---------- The input ----------

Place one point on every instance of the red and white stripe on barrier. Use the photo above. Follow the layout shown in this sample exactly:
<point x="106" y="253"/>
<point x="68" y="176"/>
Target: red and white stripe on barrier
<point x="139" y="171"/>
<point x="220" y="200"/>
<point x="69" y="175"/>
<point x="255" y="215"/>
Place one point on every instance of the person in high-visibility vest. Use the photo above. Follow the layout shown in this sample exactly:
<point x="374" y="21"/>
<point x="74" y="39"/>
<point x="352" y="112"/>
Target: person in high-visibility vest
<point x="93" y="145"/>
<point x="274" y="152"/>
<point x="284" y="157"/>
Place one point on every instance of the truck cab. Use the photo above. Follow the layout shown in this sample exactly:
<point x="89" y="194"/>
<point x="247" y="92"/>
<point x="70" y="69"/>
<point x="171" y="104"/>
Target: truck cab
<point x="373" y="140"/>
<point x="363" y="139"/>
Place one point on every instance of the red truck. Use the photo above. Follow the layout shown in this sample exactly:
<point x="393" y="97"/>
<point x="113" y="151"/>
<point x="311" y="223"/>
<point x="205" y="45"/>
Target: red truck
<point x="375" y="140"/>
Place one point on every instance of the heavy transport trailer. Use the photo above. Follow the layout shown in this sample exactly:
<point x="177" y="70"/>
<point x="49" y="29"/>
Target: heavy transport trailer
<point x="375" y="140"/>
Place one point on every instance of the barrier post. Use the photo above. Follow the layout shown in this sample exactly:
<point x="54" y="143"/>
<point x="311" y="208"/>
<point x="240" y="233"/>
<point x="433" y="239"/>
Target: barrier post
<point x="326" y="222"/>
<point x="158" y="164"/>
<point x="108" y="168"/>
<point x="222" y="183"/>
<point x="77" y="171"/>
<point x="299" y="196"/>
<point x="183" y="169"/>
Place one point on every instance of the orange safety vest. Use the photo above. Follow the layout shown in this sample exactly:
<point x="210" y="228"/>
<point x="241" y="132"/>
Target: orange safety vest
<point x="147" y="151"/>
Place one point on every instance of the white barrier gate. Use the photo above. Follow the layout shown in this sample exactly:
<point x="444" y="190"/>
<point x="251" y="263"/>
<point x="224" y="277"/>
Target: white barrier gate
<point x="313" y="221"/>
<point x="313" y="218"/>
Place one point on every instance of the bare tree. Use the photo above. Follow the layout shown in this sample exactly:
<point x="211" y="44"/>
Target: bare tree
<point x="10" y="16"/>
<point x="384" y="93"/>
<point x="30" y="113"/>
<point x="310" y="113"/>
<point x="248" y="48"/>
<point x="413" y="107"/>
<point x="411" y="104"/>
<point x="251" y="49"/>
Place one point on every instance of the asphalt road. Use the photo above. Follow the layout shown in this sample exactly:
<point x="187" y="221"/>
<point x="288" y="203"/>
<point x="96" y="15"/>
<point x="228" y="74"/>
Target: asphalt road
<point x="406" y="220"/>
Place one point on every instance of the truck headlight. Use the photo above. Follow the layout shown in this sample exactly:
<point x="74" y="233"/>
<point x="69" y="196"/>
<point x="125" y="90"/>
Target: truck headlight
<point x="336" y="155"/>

----------

◆ Goal of the exercise ◆
Starting with the line that contains "Place one point on every instance of the barrier", repeat each line through the last one exactly as it appears. Include both ends and nothing more.

◆ Response to the exercise ◆
Place one point on every instance of the barrier post. Use the photo above. Follow the layout shown in this sample exactly:
<point x="54" y="143"/>
<point x="311" y="208"/>
<point x="240" y="233"/>
<point x="433" y="239"/>
Target: barrier post
<point x="326" y="222"/>
<point x="158" y="164"/>
<point x="108" y="168"/>
<point x="222" y="183"/>
<point x="77" y="171"/>
<point x="299" y="196"/>
<point x="183" y="169"/>
Place one point on every instance of the orange safety vest. Use the photo above. Follow the layout shown in this sample exactly:
<point x="210" y="228"/>
<point x="241" y="132"/>
Target: orange safety vest
<point x="147" y="151"/>
Place one point on every instance of the white barrier gate. Use the photo above. Follow the layout shown in this sample exactly:
<point x="444" y="190"/>
<point x="251" y="263"/>
<point x="224" y="277"/>
Target: white barrier gate
<point x="313" y="221"/>
<point x="313" y="218"/>
Place one point on every instance of the bare tree. Use the photo above. Follow the layout shown in this sample exactly:
<point x="211" y="44"/>
Target: bare tree
<point x="10" y="16"/>
<point x="384" y="93"/>
<point x="30" y="113"/>
<point x="310" y="113"/>
<point x="248" y="48"/>
<point x="413" y="107"/>
<point x="411" y="104"/>
<point x="251" y="49"/>
Place one point on every instance of the asphalt road. Use the photo above. Follow the layout shown in this sample exactly:
<point x="187" y="221"/>
<point x="288" y="203"/>
<point x="96" y="15"/>
<point x="228" y="74"/>
Target: asphalt road
<point x="406" y="220"/>
Place one point on every instance of the truck headlight. Use the photo above. Follow the layout shown in this sample exactly:
<point x="74" y="233"/>
<point x="69" y="196"/>
<point x="125" y="90"/>
Target: truck headlight
<point x="336" y="155"/>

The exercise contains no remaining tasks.